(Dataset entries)
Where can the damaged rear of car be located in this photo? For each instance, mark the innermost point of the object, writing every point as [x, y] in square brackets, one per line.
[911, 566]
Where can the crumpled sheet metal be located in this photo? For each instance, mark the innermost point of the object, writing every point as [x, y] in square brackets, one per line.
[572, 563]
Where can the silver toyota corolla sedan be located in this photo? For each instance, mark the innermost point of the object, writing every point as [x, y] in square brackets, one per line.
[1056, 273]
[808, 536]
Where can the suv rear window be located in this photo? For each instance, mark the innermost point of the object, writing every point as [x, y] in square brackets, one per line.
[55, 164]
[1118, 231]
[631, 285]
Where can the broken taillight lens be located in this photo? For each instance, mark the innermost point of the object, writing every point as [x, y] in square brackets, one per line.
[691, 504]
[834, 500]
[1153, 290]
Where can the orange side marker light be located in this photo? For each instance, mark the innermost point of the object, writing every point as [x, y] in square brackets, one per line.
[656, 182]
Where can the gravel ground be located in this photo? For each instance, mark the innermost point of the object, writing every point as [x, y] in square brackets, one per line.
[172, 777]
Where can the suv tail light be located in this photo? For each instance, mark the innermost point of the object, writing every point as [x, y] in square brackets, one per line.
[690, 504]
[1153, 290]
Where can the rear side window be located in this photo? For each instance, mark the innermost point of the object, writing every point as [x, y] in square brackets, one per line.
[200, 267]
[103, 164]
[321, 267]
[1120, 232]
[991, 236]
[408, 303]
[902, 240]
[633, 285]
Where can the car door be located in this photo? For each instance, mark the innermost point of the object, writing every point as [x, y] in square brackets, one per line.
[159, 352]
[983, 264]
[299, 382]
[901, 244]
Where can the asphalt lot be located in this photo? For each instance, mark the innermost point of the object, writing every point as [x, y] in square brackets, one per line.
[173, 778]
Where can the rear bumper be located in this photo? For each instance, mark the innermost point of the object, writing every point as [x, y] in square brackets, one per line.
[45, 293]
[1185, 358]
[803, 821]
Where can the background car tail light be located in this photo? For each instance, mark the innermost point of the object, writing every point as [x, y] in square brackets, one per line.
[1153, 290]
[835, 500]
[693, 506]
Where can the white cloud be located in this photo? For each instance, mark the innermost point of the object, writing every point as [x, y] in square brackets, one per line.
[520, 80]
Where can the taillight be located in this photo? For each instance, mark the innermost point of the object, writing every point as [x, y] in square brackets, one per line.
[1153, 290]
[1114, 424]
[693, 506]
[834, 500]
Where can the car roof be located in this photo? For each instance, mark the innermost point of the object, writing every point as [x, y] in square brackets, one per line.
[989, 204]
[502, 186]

Your objective - The line containing "Where can the car roof" marks where to begin; copy it and every later line exactly, through the end of the data.

Solution to this exercise -
Where can the car roof be located in this photo? For each instance, mark the innermost point of the object, writing every point as [x, y] in square brackets, one per line.
[989, 204]
[502, 186]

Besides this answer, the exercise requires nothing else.